TO BE DONE -
Rewrite the material from the line with "Locate the hoodie sleeve;" up to and including the last line of the material, keeping every line and shifting each number in the coordinate pairs by adding -103 to it.

(Records excerpted from a collection)
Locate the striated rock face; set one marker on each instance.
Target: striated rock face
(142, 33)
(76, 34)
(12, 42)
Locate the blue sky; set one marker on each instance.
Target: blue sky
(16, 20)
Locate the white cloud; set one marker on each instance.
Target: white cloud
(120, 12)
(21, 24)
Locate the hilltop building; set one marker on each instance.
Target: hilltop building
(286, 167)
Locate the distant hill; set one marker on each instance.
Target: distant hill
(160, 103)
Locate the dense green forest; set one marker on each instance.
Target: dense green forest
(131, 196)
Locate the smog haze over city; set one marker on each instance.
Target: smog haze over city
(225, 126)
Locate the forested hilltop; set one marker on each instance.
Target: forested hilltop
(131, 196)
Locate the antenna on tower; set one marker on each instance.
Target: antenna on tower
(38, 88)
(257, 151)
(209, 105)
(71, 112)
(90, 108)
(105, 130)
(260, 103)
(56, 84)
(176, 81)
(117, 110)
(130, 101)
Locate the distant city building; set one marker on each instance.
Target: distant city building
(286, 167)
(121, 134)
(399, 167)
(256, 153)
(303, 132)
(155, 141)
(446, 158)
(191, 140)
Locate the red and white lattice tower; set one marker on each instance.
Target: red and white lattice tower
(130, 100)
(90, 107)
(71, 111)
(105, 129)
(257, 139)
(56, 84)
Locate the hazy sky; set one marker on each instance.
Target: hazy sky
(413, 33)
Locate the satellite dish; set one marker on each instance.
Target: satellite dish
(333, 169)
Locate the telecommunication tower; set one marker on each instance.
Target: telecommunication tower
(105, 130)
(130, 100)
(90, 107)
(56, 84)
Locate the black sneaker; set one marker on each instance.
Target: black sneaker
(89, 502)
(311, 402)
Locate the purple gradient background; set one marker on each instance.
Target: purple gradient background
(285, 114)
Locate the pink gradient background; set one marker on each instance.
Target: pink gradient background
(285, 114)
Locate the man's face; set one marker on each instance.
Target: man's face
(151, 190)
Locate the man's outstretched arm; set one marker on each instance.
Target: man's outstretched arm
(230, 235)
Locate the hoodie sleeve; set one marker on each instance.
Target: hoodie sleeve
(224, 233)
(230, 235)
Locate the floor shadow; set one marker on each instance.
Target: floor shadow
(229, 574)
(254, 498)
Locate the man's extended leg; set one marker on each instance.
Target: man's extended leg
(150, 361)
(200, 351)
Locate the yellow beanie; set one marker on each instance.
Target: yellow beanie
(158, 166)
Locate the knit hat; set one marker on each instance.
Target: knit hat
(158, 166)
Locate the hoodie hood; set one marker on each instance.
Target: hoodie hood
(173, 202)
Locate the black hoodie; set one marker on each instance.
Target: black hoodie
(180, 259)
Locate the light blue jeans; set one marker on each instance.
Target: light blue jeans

SOLUTION TO THIS EXERCISE -
Locate the hoodie sleeve; set one marker on each instance.
Target: hoodie sleeve
(121, 130)
(127, 132)
Locate the floor shadow; set one marker on each instance.
Target: floor shadow
(126, 471)
(151, 395)
Locate the man's extended leg; set one marker on each instance.
Target: man's extended leg
(47, 258)
(97, 248)
Locate the yellow beanie; set one marker on each instance.
Target: yellow beanie
(55, 63)
Locate the knit hat; set one marker on each instance.
Target: knit hat
(55, 63)
Locate the hoodie hood; set one marker on each instance.
Target: hoodie hood
(70, 99)
Locate the black hoodie; set one marker on each instance.
Target: black hoodie
(77, 156)
Locate the light blue jeans; set one marker on each instance.
Target: light blue jeans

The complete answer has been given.